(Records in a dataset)
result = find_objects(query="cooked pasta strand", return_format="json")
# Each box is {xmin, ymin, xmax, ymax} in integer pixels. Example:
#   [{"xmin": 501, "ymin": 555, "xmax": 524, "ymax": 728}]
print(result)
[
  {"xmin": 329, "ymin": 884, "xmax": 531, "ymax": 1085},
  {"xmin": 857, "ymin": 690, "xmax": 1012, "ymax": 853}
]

_Instruction_
Give these lines as a JSON list of strings, one string per line, omitting blank lines. Include every record.

_Solution to the exercise_
[
  "result = find_objects(query=\"cooked pasta strand\", return_format=\"json\")",
  "# Each box is {xmin, ymin, xmax, ymax} in integer pixels. Example:",
  "#   [{\"xmin\": 501, \"ymin\": 555, \"xmax\": 524, \"ymax\": 728}]",
  "print(result)",
  "[",
  "  {\"xmin\": 329, \"ymin\": 884, \"xmax\": 531, \"ymax\": 1085},",
  "  {\"xmin\": 857, \"ymin\": 690, \"xmax\": 1012, \"ymax\": 853}",
  "]"
]